**Exercise aim**. Output the items below as a two-column CSV with the headers item_text and answer, one row per item, holding its text and its answer. Put each value in a single quoted field, with line breaks replaced by spaces.

**Record extracts**.

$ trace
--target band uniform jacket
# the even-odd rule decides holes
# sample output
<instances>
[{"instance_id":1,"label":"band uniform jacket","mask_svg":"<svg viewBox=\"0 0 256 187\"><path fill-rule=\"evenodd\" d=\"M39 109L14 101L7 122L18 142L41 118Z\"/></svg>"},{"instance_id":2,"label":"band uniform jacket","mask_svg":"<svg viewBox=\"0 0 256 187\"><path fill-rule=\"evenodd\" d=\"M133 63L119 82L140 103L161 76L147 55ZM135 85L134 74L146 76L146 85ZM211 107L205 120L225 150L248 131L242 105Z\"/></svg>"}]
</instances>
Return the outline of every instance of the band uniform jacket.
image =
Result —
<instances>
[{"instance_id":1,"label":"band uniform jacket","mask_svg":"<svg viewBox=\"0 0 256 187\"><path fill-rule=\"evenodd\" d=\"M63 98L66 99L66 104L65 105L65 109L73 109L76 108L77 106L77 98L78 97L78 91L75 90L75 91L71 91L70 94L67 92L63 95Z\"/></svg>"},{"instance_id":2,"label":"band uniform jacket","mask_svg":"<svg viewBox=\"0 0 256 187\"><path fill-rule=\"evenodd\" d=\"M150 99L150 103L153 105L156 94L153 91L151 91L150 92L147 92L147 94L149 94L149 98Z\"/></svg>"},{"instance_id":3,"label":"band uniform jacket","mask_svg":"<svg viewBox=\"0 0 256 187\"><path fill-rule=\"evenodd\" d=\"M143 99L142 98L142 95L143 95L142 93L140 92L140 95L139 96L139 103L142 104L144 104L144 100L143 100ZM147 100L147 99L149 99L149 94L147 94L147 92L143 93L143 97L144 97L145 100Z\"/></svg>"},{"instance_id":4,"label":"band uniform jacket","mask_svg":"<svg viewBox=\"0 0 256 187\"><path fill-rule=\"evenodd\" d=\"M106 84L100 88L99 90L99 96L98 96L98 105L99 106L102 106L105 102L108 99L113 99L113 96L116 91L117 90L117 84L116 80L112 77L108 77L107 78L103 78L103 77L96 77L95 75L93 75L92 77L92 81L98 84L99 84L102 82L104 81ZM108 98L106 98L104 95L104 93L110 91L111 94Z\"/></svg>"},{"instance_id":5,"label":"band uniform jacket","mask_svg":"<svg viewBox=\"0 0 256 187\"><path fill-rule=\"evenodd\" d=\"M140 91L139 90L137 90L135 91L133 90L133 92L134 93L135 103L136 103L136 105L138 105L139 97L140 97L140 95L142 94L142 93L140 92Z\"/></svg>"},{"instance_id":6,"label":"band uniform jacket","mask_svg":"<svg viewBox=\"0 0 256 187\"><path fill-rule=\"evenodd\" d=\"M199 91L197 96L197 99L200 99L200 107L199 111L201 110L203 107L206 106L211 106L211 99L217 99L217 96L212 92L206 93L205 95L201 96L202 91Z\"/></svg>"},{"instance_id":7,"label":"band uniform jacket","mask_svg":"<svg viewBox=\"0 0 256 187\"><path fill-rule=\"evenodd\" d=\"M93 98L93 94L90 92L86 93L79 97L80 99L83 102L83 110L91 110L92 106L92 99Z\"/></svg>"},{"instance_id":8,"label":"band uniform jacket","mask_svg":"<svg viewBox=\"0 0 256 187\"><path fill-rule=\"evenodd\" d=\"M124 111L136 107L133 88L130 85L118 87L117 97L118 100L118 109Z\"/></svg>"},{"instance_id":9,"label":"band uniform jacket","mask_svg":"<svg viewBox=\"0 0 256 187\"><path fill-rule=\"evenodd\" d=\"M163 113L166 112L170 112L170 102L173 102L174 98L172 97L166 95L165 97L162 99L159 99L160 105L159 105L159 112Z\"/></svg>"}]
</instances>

**Solution to this exercise**.
item_text,answer
"$ trace --target band uniform jacket # the even-odd rule decides holes # sample output <instances> [{""instance_id"":1,""label"":""band uniform jacket"",""mask_svg"":""<svg viewBox=\""0 0 256 187\""><path fill-rule=\""evenodd\"" d=\""M39 109L14 101L7 122L18 142L41 118Z\""/></svg>""},{""instance_id"":2,""label"":""band uniform jacket"",""mask_svg"":""<svg viewBox=\""0 0 256 187\""><path fill-rule=\""evenodd\"" d=\""M133 63L119 82L140 103L161 76L147 55ZM135 85L134 74L146 76L146 85ZM211 107L205 120L225 150L248 131L242 105Z\""/></svg>""}] </instances> Return the outline of every instance of the band uniform jacket. image = Result —","<instances> [{""instance_id"":1,""label"":""band uniform jacket"",""mask_svg"":""<svg viewBox=\""0 0 256 187\""><path fill-rule=\""evenodd\"" d=\""M63 98L66 99L66 104L65 105L65 109L73 109L76 108L77 106L77 98L78 97L78 91L75 90L75 91L71 91L70 94L67 92L63 95Z\""/></svg>""},{""instance_id"":2,""label"":""band uniform jacket"",""mask_svg"":""<svg viewBox=\""0 0 256 187\""><path fill-rule=\""evenodd\"" d=\""M150 99L150 103L153 105L156 94L153 91L151 91L150 92L147 92L147 94L149 94L149 98Z\""/></svg>""},{""instance_id"":3,""label"":""band uniform jacket"",""mask_svg"":""<svg viewBox=\""0 0 256 187\""><path fill-rule=\""evenodd\"" d=\""M143 99L142 98L142 95L143 95L142 93L140 92L140 95L139 96L139 103L142 104L144 104L144 100L143 100ZM147 100L147 99L149 99L149 94L147 94L147 92L143 93L143 97L144 97L145 100Z\""/></svg>""},{""instance_id"":4,""label"":""band uniform jacket"",""mask_svg"":""<svg viewBox=\""0 0 256 187\""><path fill-rule=\""evenodd\"" d=\""M106 84L100 88L99 90L99 96L98 96L98 105L99 106L102 106L105 102L108 99L113 99L113 96L116 91L117 90L117 84L116 80L112 77L108 77L107 78L103 78L103 77L96 77L95 75L93 75L92 77L92 81L98 84L99 84L102 82L104 81ZM108 98L106 98L104 95L104 93L110 91L111 94Z\""/></svg>""},{""instance_id"":5,""label"":""band uniform jacket"",""mask_svg"":""<svg viewBox=\""0 0 256 187\""><path fill-rule=\""evenodd\"" d=\""M140 91L139 90L137 90L135 91L133 90L133 92L134 93L135 103L136 103L136 105L138 105L139 97L140 97L140 95L142 94L142 93L140 92Z\""/></svg>""},{""instance_id"":6,""label"":""band uniform jacket"",""mask_svg"":""<svg viewBox=\""0 0 256 187\""><path fill-rule=\""evenodd\"" d=\""M199 91L197 96L197 99L200 99L200 107L199 111L201 110L203 107L206 106L211 106L211 99L217 99L217 96L212 92L206 93L205 95L201 96L202 91Z\""/></svg>""},{""instance_id"":7,""label"":""band uniform jacket"",""mask_svg"":""<svg viewBox=\""0 0 256 187\""><path fill-rule=\""evenodd\"" d=\""M93 98L93 94L90 92L86 93L79 97L80 99L83 102L83 110L91 110L92 106L92 99Z\""/></svg>""},{""instance_id"":8,""label"":""band uniform jacket"",""mask_svg"":""<svg viewBox=\""0 0 256 187\""><path fill-rule=\""evenodd\"" d=\""M124 111L136 107L133 88L130 85L118 87L117 97L118 100L118 109Z\""/></svg>""},{""instance_id"":9,""label"":""band uniform jacket"",""mask_svg"":""<svg viewBox=\""0 0 256 187\""><path fill-rule=\""evenodd\"" d=\""M163 113L166 112L170 112L170 102L173 102L174 98L172 97L166 95L165 97L162 99L159 99L160 105L159 105L159 112Z\""/></svg>""}] </instances>"